Stated task: Rescale the records from the line with "Segment sea horizon." through the line with "110,259,168,268", both included, and write out all of those lines again, requests included. Multiply each bounding-box coordinate in the answers by 0.55 and round it to a whole number, halves up, but leave the requests and their sample boxes unchanged.

Data rows:
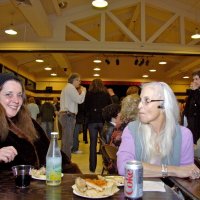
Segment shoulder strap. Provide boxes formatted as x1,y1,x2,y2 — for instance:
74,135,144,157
128,120,142,160
162,125,182,166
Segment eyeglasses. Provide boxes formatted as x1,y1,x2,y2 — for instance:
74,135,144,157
139,97,164,105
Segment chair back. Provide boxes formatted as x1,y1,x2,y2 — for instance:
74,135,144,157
101,144,118,175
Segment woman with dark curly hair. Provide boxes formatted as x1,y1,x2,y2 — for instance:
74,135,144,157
110,94,139,148
101,103,121,144
0,73,80,173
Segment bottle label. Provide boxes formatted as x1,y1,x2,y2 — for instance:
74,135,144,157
46,157,62,181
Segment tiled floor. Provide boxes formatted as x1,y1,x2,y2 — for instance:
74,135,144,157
72,133,102,174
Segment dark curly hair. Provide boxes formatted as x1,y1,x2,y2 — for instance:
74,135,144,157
102,103,121,122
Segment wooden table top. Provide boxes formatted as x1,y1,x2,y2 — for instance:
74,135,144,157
0,172,178,200
169,177,200,200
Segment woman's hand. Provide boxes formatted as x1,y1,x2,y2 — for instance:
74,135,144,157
170,164,200,179
0,146,17,163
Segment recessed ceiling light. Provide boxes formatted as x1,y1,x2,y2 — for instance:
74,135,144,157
93,67,101,71
93,58,101,63
191,28,200,39
158,61,167,65
35,59,44,62
92,0,108,8
5,28,17,35
149,69,156,72
44,67,52,71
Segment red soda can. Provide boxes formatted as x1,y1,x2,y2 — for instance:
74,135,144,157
124,160,143,199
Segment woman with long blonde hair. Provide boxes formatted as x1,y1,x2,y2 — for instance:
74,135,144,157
117,82,200,179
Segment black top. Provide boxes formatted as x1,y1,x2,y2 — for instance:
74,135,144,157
101,122,115,144
85,92,112,123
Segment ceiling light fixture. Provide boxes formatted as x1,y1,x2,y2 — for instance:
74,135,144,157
158,61,167,65
35,58,44,63
5,27,17,35
44,67,52,71
191,28,200,39
145,59,149,66
93,67,101,71
149,69,156,72
116,58,120,65
93,58,101,63
134,58,139,65
105,58,110,65
58,0,67,9
92,0,108,8
5,13,17,35
138,58,144,66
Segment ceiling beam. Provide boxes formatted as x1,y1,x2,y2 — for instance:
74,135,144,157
11,0,53,37
106,11,140,42
0,41,200,55
51,0,61,15
166,57,200,78
147,14,178,43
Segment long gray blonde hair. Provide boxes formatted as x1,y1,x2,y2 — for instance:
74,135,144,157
138,82,179,162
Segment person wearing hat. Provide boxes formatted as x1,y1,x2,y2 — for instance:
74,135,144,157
0,73,80,173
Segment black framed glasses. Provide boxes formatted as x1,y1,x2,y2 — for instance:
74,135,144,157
139,97,164,105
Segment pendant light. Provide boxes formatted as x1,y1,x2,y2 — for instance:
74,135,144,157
5,13,17,35
191,28,200,39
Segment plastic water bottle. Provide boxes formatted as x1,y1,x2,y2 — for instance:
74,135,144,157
46,132,62,186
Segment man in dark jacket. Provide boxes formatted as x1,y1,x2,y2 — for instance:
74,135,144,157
184,70,200,144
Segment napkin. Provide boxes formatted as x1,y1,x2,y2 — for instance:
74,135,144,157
143,181,166,192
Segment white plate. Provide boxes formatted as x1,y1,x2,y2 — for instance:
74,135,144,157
104,176,124,187
31,173,64,181
73,190,114,199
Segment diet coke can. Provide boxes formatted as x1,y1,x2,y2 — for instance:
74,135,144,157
124,160,143,199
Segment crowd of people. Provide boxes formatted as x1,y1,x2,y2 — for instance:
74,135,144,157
0,71,200,179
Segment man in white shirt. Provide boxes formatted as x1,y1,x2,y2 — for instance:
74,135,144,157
59,73,86,159
27,97,40,120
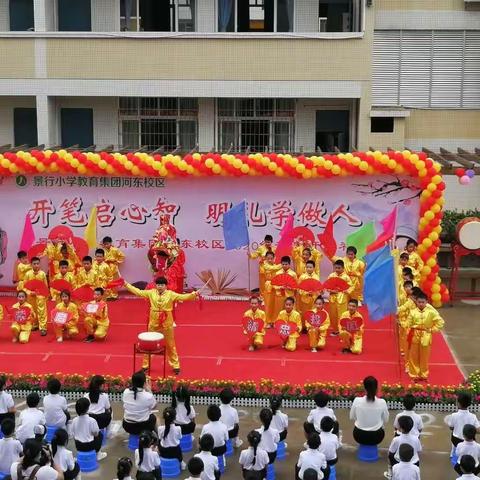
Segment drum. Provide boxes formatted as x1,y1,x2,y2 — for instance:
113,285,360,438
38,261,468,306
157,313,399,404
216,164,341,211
457,217,480,250
138,332,163,352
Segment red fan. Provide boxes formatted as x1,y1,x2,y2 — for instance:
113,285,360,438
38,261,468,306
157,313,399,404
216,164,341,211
303,310,328,328
50,279,73,293
242,317,265,337
272,273,297,289
298,278,323,292
72,285,93,302
275,320,298,340
24,280,50,297
48,225,73,242
323,277,350,292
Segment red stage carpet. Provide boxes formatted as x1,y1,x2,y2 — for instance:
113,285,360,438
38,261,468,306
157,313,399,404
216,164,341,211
0,298,463,385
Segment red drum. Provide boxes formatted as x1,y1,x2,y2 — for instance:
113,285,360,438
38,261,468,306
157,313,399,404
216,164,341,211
457,217,480,250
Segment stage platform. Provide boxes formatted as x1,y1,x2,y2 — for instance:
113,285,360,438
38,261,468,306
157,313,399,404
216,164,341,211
0,297,464,385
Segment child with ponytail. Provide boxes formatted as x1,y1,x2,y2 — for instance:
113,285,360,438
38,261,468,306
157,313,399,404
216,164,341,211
238,430,270,480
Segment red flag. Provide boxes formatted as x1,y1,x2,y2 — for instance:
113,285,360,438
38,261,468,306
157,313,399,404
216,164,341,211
317,215,337,258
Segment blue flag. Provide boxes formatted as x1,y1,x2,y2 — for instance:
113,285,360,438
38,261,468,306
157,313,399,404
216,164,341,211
363,255,398,322
223,201,250,250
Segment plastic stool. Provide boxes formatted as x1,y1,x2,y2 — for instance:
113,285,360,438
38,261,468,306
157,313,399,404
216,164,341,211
77,450,98,473
225,438,233,457
180,433,193,453
128,434,140,452
160,458,180,478
277,440,287,460
357,445,378,463
45,425,58,443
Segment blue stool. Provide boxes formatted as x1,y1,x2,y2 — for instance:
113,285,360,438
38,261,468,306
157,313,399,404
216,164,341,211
180,433,193,453
277,440,287,460
128,434,139,452
225,438,233,457
77,450,98,473
357,445,378,463
45,425,58,443
160,458,180,478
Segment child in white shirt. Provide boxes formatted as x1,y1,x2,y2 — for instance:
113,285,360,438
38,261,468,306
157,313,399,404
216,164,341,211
219,388,243,448
16,392,46,444
0,418,23,475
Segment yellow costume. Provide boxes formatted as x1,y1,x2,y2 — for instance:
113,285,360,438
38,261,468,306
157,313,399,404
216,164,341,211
275,310,302,352
408,304,445,379
83,300,110,340
53,302,78,339
328,272,353,332
243,308,265,347
125,283,197,370
24,270,48,330
338,311,363,355
10,302,35,343
305,307,330,349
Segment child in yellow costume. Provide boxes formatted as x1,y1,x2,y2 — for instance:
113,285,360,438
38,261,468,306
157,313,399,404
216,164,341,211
328,260,353,336
305,295,330,352
408,292,445,380
247,235,276,297
82,287,110,343
125,277,199,375
24,257,48,337
338,298,364,355
275,297,302,352
102,237,125,298
243,297,265,352
10,290,35,343
52,290,78,342
260,252,282,328
50,260,75,303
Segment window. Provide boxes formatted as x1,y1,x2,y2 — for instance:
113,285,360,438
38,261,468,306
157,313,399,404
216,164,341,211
217,98,295,152
218,0,294,32
370,117,394,133
119,97,198,151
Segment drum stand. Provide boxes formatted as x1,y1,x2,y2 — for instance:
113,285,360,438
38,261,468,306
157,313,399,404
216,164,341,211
449,242,480,304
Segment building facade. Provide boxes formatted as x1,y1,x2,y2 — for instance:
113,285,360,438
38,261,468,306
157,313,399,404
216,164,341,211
0,0,480,153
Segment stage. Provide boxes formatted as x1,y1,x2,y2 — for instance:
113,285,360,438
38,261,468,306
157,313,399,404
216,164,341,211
0,297,464,385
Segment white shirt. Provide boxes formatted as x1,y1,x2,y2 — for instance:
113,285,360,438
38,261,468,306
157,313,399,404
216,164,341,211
122,388,157,423
350,396,388,432
53,446,75,472
43,393,68,428
455,440,480,467
272,410,288,432
297,448,327,480
388,433,422,463
84,393,111,415
220,404,240,431
307,407,337,433
70,415,100,443
392,462,420,480
15,408,46,443
158,425,182,448
0,390,15,413
135,447,160,472
319,432,340,462
238,447,270,470
393,410,423,437
194,451,220,480
445,410,480,439
10,462,58,480
200,421,228,448
0,437,23,473
175,402,197,425
257,427,280,453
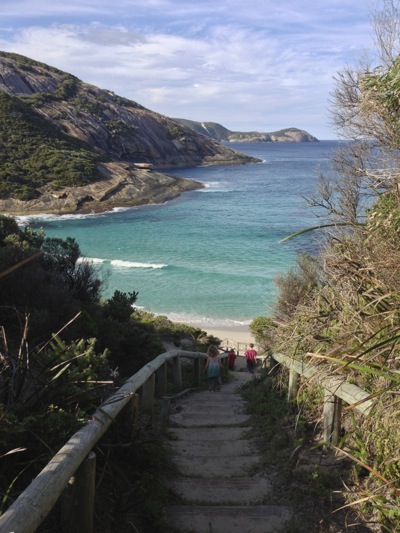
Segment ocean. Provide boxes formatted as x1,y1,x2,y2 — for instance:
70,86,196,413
21,141,338,328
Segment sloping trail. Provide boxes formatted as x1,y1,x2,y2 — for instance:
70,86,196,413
164,358,292,533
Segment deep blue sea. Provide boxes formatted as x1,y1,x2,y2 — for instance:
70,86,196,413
20,141,338,327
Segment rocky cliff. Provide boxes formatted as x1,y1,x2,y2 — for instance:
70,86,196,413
0,52,257,214
175,118,318,142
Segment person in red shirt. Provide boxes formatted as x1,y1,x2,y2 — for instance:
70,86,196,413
244,343,257,374
228,348,236,370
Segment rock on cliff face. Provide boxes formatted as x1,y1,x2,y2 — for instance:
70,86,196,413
0,52,258,215
0,52,255,169
0,163,203,216
175,118,318,142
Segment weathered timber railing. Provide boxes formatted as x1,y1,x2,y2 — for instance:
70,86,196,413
271,353,373,444
0,350,220,533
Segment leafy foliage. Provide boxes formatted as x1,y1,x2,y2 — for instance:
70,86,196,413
0,93,100,200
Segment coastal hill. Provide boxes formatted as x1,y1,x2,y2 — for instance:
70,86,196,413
174,118,318,142
0,52,258,215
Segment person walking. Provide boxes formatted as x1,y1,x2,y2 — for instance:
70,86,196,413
228,348,236,370
244,343,257,374
205,344,222,392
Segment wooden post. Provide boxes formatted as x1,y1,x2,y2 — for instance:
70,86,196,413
172,355,182,389
124,394,139,440
157,363,168,396
61,451,96,533
288,369,300,401
323,389,342,444
193,359,200,387
142,374,156,412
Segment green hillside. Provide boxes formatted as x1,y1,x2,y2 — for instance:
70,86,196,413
0,92,99,200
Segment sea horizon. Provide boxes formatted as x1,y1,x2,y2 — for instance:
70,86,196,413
23,141,340,329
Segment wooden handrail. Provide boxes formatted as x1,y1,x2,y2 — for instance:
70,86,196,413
0,350,212,533
271,353,374,444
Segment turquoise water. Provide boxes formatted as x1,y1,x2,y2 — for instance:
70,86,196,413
23,141,337,327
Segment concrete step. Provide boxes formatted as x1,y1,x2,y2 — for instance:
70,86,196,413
169,439,256,461
165,505,292,533
169,408,250,428
169,476,272,505
170,426,252,443
173,455,260,478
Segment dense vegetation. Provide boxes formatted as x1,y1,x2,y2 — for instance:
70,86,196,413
0,93,99,200
0,216,212,530
252,1,400,532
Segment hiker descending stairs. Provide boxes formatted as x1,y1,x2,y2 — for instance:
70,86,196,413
164,357,292,533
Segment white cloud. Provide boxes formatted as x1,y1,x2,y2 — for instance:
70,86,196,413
0,0,382,138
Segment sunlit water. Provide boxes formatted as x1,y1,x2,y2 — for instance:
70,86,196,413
20,141,337,327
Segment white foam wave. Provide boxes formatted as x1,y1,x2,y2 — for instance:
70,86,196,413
197,181,232,193
77,257,107,264
165,313,251,330
110,259,168,268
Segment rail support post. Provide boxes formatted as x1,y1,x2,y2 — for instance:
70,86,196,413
157,363,168,396
142,374,156,413
288,369,300,401
172,356,182,390
125,393,139,439
61,451,96,533
193,359,200,387
323,389,342,444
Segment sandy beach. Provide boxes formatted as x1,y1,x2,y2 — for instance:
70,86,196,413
191,324,255,349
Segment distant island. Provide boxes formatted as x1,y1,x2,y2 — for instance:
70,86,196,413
0,51,259,215
174,118,319,142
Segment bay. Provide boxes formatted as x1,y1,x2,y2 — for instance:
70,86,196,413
23,141,338,328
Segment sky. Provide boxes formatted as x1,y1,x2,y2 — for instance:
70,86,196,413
0,0,379,140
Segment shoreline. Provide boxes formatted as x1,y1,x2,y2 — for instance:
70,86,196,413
190,323,255,344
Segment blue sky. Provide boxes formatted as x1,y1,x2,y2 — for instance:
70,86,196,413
0,0,379,139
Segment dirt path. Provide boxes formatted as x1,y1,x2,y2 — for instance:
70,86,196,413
165,358,292,533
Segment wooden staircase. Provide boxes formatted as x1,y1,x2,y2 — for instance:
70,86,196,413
164,358,292,533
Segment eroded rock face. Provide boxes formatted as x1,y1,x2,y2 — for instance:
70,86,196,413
0,52,259,215
0,163,203,216
174,118,318,143
0,53,256,169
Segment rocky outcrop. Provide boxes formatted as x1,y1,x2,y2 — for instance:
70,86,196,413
175,118,318,142
0,163,203,216
0,52,258,215
0,52,256,169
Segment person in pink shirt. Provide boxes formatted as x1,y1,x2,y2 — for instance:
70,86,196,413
244,343,257,374
228,348,236,370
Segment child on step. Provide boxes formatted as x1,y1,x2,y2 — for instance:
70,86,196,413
205,344,222,392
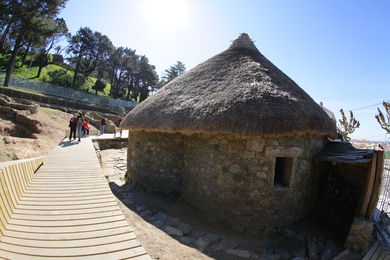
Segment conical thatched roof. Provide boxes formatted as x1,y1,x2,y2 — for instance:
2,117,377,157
121,34,336,136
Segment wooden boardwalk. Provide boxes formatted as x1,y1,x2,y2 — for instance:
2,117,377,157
0,139,151,260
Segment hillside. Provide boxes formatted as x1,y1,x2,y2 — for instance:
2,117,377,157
0,107,71,161
0,54,111,97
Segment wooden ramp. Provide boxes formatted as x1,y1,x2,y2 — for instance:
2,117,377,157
0,139,151,260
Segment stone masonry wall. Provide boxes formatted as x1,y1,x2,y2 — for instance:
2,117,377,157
127,131,183,193
182,135,323,233
128,132,324,233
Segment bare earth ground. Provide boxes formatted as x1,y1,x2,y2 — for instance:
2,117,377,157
100,148,361,260
0,107,71,162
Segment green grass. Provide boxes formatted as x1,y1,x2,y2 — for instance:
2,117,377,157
0,54,111,97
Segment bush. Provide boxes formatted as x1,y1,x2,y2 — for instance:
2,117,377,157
47,69,73,88
74,74,85,89
52,54,64,65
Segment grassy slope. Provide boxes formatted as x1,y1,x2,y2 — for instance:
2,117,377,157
0,54,111,97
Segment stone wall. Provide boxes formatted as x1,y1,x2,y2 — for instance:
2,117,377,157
128,132,324,233
93,137,128,150
127,132,183,193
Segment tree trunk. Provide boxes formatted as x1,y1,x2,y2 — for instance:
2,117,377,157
35,63,43,78
21,42,31,67
35,50,46,78
0,23,12,52
4,31,24,87
72,53,81,88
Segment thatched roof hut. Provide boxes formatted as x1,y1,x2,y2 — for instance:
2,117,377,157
121,34,336,233
121,34,336,136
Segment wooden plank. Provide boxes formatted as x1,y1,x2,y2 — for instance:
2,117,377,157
23,190,112,199
14,205,119,216
4,224,133,242
7,220,128,234
21,193,114,203
0,175,12,219
28,185,110,192
0,240,145,257
0,171,16,210
0,248,151,260
12,209,123,221
16,202,117,211
8,215,125,227
28,182,108,190
2,232,137,248
0,140,151,260
3,168,18,208
9,165,22,201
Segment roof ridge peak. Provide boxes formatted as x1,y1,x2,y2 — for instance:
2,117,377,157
229,33,259,52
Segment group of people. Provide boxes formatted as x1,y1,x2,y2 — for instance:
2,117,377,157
69,112,122,142
69,112,89,142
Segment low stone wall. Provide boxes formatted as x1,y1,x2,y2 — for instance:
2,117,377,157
128,131,324,233
0,156,46,237
93,137,128,150
0,86,131,115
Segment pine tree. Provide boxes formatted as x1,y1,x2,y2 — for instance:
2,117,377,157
337,109,360,141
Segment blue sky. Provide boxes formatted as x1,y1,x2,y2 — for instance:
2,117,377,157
61,0,390,141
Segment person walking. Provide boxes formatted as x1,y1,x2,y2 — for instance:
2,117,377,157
69,114,77,141
100,118,106,135
83,120,89,136
114,118,122,137
77,112,84,142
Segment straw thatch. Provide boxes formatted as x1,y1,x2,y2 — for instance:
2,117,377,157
121,34,336,136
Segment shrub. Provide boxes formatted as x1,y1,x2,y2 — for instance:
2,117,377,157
47,69,72,88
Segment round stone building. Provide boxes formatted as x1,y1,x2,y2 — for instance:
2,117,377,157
121,34,336,233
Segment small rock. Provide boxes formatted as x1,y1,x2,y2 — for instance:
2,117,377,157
203,233,221,244
194,237,210,252
178,237,194,246
229,164,241,173
225,249,258,258
177,223,191,235
164,226,183,237
3,136,11,144
122,197,134,205
139,210,152,218
192,230,206,238
135,205,146,212
280,228,295,238
152,220,164,228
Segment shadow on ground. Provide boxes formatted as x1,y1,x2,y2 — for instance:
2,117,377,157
110,182,360,260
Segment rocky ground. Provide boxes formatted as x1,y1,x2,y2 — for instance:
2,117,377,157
0,108,70,162
100,148,361,260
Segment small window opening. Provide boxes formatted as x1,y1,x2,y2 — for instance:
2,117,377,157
274,157,293,188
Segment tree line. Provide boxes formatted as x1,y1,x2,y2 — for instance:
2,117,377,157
0,0,185,101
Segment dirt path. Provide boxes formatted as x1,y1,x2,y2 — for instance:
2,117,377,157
0,107,70,161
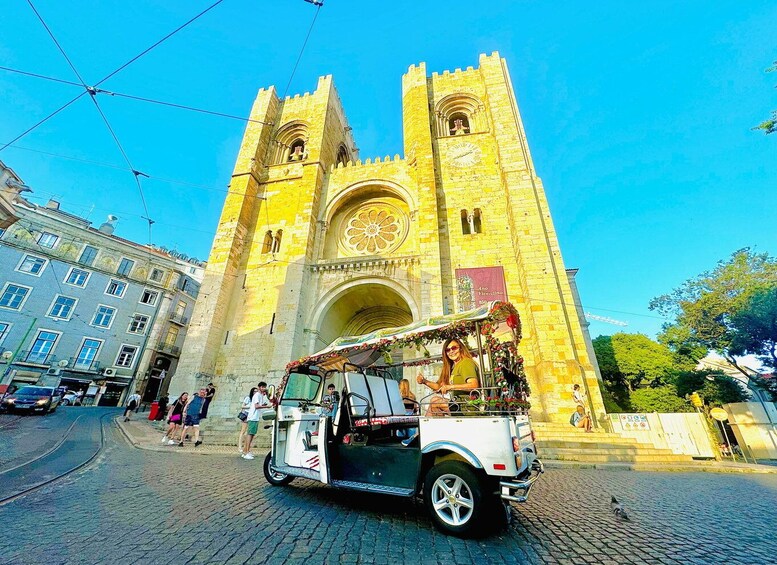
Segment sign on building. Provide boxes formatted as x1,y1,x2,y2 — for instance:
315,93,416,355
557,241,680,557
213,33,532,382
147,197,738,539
618,414,650,431
456,267,507,312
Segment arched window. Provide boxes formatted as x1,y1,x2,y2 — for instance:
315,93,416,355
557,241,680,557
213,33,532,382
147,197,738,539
271,120,308,165
461,210,472,235
448,112,469,135
472,208,483,233
434,92,488,137
272,230,283,253
262,231,272,253
287,139,305,161
337,144,351,166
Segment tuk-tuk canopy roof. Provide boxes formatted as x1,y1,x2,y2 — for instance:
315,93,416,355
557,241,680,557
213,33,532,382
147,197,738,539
286,301,521,373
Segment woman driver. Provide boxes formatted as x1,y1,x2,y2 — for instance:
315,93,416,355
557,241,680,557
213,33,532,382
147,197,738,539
416,339,480,416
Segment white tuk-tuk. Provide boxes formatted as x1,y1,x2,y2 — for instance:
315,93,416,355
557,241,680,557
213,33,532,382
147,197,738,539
264,302,543,536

Answer in full:
Segment sea horizon. Provide boxes formatted as x1,y1,x2,y2 — for instance:
70,86,196,413
13,78,187,181
Segment wooden handrail. Provide boxes formatted as x1,y1,x2,y2 — for instance:
70,86,196,413
0,193,117,293
149,194,206,244
Segment turquoise water. Provide boxes formatted as x1,y1,x2,y2 — for instance:
70,86,196,413
13,78,185,180
Segment concrete step. Provide boxes formatted as x1,y1,x2,y2 — for instance:
70,86,196,413
93,241,141,254
91,278,161,293
93,224,138,235
93,262,150,278
94,234,139,244
95,250,143,263
Segment dense vegetation. Provide boxes formatted as x1,y1,x2,y2 — for instance:
70,86,196,413
0,51,54,110
0,119,117,292
139,1,220,293
Segment hiker descending stairs. Provide boxes formatted as x1,y1,x2,y2 — for instance:
70,86,196,413
90,196,161,293
Segment white cloud. Provide boxes formatted as x1,y1,x2,y2 — for instance:
70,86,196,413
0,0,210,76
Segment sunlit water. Provide boxes formatted as x1,y1,x2,y2 — for instance:
70,86,196,413
11,78,185,180
Segment white foam wave. Provide boxes formatted as x1,y1,x2,y2 — for instance:
70,86,196,413
108,100,128,106
42,141,59,145
91,172,138,182
61,142,92,147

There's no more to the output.